Consignes =>
A - Imprimez le texte sur le volontariat parlementaire depuis « L’option de volontariat » jusqu'à « manque de ressources. » inclus.
B - Poursuivez le texte sur le volontariat parlementaire à la suite de sa dernière phrase.

Passage cité =>
━━━
Les volontaires parlementaires apporteront leur expertise aux processus législatifs et la gouvernance. Ils deviennent une force de soutien pour la mise en œuvre de politiques publiques y compris, les actions en lien avec les institutions parlementaires et contribuent au renforcement des institutions de l’Etat. Par contre, l'enthousiasme pour « la chose parlementaire » ne doit pas nous éblouir. L’approche serait d’inclure le soutien au développement des capacités des parlementaires  afin qu’ils assurent la gestion des attentes de la population, le renforcement des institutions et la promotion de la participation citoyenne… .  Cette option permettra d’assurer la légitimité et la neutralité des parlementaires dans la gestion et le contrôle de la chose publique. 

L’option de volontariat répondrait aussi à la minimisation du clientélisme politique des parlementaires ainsi que des convoitises pécuniaires liées à des motivations peu conformes aux intérêts du peuple (exemple de la loi n° 2011-12 du 27 juin 2011 portant sur les indemnités et avantages qui seront alloués aux députés au Niger). C’est dire que la mise place d’un tel concept fera appelle à l’adoption des cadres et des méthodologies pouvant inspirer la durabilité de l’initiative. D’où la nécessité de réforme du statut du député national. Le volontariat parlementaire présente alors plusieurs avantages significatifs, notamment le renforcement des capacités institutionnelles et une meilleure participation citoyenne. En période de transition politique, les volontaires peuvent apporter un soutien technique et administratif à la fonction parlementaire, compensant le manque de ressources.

Ce concept favorise également un lien direct entre les institutions parlementaires et la population, renforçant ainsi la transparence et la légitimité des processus démocratiques. De plus, il offre une opportunité aux experts, professionnels et jeunes diplômés de s'engager activement dans la vie publique, leur permettant d’acquérir une expérience précieuse et de stimuler l’intérêt pour les enjeux de gouvernance. Enfin, il constitue une alternative économique en réduisant les coûts institutionnels, tout en améliorant l’efficacité et la viabilité des processus parlementaires.
━━━
Données fournies =>
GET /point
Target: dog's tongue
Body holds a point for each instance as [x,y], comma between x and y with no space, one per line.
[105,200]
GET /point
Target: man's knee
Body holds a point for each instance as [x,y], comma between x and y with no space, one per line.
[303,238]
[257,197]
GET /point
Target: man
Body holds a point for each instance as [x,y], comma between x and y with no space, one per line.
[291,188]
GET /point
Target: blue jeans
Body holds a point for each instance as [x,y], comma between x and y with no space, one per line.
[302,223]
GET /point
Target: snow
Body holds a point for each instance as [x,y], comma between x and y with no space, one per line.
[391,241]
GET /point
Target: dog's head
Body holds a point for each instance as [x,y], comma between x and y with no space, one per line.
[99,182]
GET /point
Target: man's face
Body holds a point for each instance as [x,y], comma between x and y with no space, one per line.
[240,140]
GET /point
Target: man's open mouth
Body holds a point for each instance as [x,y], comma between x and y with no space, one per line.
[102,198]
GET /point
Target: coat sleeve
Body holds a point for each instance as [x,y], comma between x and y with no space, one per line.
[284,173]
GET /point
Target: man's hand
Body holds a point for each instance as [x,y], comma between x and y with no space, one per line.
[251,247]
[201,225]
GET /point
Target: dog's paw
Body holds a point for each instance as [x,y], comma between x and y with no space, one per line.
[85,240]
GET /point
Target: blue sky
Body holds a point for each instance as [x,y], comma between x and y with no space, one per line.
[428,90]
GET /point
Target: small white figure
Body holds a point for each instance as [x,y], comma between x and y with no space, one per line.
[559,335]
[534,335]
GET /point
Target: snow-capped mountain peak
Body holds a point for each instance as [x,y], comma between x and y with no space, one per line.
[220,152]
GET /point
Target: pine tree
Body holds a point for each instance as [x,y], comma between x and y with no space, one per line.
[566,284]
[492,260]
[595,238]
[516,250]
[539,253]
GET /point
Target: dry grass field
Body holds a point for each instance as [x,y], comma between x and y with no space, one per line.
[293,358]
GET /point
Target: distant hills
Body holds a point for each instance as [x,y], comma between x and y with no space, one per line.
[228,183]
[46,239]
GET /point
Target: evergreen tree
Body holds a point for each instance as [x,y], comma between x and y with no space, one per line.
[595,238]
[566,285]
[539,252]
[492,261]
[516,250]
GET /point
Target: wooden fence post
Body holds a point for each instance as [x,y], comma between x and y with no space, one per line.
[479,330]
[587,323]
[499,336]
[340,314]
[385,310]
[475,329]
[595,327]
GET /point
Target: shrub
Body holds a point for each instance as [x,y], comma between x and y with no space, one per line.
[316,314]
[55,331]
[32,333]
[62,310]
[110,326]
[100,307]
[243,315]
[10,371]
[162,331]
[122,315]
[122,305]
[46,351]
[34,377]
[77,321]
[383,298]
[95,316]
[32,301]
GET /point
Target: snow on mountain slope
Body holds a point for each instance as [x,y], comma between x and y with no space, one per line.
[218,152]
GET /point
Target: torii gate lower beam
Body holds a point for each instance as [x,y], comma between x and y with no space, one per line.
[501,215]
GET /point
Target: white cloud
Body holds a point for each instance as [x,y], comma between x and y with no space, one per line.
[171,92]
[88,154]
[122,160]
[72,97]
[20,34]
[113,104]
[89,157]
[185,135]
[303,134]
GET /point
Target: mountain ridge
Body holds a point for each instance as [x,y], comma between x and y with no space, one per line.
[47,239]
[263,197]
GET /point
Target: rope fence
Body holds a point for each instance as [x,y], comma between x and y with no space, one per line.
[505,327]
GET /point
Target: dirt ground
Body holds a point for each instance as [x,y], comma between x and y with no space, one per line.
━━━
Résultats par tâche =>
A -
L’option de volontariat répondrait aussi à la minimisation du clientélisme politique des parlementaires ainsi que des convoitises pécuniaires liées à des motivations peu conformes aux intérêts du peuple (exemple de la loi n° 2011-12 du 27 juin 2011 portant sur les indemnités et avantages qui seront alloués aux députés au Niger). C’est dire que la mise place d’un tel concept fera appelle à l’adoption des cadres et des méthodologies pouvant inspirer la durabilité de l’initiative. D’où la nécessité de réforme du statut du député national. Le volontariat parlementaire présente alors plusieurs avantages significatifs, notamment le renforcement des capacités institutionnelles et une meilleure participation citoyenne. En période de transition politique, les volontaires peuvent apporter un soutien technique et administratif à la fonction parlementaire, compensant le manque de ressources.

B -
Cependant, plusieurs défis doivent être anticipés pour garantir le succès de cette initiative. Le principal risque réside dans l'absence d’un cadre juridique clair, encadrant leurs responsabilités et leurs droits, ce qui pourrait entraîner des abus ou des malentendus. Par ailleurs, la réussite d’une telle option repose sur une formation et un encadrement solides, nécessitant un appui technique significatif. 

Le volontariat parlementaire représente certes une innovation prometteuse pour renforcer la légitimité et l’efficacité des parlements en période de transition politique.Encore faudrait-il faire attention pour que le parlement de la transition ne soit pas une chambre d’enregistrement, instituée pour avaliser les décisions gouvernementales ou présidentielles (Télesphore Ondo, dans Splendeurs et misères du parlementarisme en Afrique noire francophone).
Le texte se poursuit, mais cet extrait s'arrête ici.